▶ **你的任务**:
在玩具谜题题解的“思路”部分中，顺逆旋转是用什么处理的？

▶ **所给文章**:

数据结构算法——1018. 玩具谜题

题目

in1
7 3
0 singer
0 reader
0 mengbier
1 thinker
1 archer
0 writer
1 mogician
0 3
1 1
0 2
out1
writer

in2
10 10
1 c
0 r
0 p
1 d
1 e
1 m
1 t
1 y
1 u
0 v
1 7
1 1
1 4
0 5
0 3
0 1
1 6
1 2
0 8
0 4
out2
y

思路

环形链表，用mod来避免指向元素的越界即可
顺逆旋转用异或函数处理

代码

#include<iostream>
using namespace std;

struct dot
{
    int in_out;
    string names;
};

struct circle
{
    dot* cir;
    int head = 0;
};

int main()
{
    int n,m;
    cin >> n >> m;
    circle c;
    c.cir = new dot[n];

    for(int i = 0; i < n; i++)
        cin >> c.cir[i].in_out >> c.cir[i].names;
    for(int i = 0; i < m; i++)
    {
        int l_r;
        cin >> l_r;

        int clockwise;
        cin >> clockwise;
        if(l_r ^ c.cir[c.head].in_out)
        {
            c.head = (c.head + clockwise + n) % n;
        }
        else
        {
            c.head = (c.head - clockwise + n) % n;
        }
        //cout << c.head << endl;
    }
    cout << c.cir[c.head].names << endl;
}

▶ **数据展示**:
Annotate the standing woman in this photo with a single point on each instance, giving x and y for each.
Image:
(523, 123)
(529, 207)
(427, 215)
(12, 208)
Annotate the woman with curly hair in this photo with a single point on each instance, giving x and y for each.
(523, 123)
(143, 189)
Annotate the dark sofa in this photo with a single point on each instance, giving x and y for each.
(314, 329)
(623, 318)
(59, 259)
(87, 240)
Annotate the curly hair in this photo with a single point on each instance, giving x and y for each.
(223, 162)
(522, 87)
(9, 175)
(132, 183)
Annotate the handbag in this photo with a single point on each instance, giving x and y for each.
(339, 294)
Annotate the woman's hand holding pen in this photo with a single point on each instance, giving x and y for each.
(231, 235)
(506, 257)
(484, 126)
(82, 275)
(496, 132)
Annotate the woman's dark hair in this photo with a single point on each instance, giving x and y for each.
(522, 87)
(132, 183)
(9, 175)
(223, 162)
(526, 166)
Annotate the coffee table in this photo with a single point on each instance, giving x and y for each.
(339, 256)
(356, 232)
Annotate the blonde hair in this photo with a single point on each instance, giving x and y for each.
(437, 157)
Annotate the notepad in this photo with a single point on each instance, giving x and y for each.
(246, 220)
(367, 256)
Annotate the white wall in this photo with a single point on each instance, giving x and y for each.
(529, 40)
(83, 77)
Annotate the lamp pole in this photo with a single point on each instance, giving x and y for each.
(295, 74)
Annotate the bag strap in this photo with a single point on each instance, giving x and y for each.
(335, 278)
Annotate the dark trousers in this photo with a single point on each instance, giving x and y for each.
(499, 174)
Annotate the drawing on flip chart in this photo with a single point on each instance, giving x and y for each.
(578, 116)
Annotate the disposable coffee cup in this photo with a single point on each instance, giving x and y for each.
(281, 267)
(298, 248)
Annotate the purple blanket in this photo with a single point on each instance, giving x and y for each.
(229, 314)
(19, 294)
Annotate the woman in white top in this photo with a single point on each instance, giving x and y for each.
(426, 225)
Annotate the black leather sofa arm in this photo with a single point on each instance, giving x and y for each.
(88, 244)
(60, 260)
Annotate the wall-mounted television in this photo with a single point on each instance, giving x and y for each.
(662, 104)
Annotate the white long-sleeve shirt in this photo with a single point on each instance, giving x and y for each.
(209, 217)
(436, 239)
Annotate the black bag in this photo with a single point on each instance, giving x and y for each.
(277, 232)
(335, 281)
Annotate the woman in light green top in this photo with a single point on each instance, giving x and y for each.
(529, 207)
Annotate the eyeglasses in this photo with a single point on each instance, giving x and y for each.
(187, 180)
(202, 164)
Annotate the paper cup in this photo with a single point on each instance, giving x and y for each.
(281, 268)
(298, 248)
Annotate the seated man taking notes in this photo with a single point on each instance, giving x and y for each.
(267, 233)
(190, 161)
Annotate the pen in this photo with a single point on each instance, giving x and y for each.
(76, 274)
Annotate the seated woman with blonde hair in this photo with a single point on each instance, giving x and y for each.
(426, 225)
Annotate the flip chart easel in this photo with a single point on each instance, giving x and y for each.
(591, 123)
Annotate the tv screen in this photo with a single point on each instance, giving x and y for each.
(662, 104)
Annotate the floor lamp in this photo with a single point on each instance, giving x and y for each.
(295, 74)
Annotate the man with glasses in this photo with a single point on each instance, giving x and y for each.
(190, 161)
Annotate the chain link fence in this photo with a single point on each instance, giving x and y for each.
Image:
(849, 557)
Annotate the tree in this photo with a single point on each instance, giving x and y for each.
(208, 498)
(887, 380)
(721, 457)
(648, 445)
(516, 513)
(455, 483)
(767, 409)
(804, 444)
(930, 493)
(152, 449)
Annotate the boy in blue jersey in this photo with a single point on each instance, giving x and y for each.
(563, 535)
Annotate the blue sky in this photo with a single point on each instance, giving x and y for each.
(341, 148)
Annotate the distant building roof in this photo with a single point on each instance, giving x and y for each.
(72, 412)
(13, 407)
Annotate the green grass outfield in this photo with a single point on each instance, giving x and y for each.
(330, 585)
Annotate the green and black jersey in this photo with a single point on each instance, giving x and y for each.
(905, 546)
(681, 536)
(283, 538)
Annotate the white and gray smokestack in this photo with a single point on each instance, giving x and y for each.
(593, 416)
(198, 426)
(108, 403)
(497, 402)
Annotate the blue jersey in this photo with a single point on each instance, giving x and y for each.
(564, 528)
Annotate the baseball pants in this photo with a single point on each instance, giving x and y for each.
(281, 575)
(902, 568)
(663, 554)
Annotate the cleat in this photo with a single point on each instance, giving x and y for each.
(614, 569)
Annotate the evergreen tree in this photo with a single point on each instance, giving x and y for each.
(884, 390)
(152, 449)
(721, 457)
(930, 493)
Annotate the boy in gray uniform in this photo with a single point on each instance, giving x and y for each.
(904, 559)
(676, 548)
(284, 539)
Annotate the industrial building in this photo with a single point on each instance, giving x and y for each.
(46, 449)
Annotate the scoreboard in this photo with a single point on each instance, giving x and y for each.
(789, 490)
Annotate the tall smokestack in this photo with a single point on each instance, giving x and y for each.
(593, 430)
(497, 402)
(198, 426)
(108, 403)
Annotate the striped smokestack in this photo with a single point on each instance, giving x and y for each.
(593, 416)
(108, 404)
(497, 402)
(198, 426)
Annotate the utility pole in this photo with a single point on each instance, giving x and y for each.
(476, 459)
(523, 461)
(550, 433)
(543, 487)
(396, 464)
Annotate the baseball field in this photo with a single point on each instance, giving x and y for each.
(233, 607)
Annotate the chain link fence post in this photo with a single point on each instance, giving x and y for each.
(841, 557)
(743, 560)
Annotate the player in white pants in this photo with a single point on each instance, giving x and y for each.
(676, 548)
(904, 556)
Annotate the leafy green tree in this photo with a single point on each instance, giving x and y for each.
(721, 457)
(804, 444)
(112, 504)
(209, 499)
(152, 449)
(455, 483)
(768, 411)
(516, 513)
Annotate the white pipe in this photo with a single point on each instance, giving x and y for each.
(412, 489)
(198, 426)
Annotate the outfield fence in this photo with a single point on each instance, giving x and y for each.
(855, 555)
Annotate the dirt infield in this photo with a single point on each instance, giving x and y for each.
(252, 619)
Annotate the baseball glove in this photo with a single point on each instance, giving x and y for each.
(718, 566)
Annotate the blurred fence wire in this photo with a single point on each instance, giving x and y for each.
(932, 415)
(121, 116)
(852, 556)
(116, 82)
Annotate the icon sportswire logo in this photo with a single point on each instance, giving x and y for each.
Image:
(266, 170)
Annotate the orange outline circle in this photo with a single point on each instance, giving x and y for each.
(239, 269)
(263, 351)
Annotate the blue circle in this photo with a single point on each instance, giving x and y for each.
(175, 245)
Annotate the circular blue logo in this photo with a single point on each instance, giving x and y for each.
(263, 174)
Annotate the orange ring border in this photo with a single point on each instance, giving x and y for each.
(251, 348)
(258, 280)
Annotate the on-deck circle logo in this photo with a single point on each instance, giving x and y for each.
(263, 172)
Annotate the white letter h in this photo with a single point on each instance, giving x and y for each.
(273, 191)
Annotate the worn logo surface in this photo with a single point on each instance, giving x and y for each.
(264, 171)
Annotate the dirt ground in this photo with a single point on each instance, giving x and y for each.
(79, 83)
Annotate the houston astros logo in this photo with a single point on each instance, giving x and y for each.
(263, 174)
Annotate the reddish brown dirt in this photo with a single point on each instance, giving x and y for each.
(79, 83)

▶ **练习答案**:
用异或函数处理。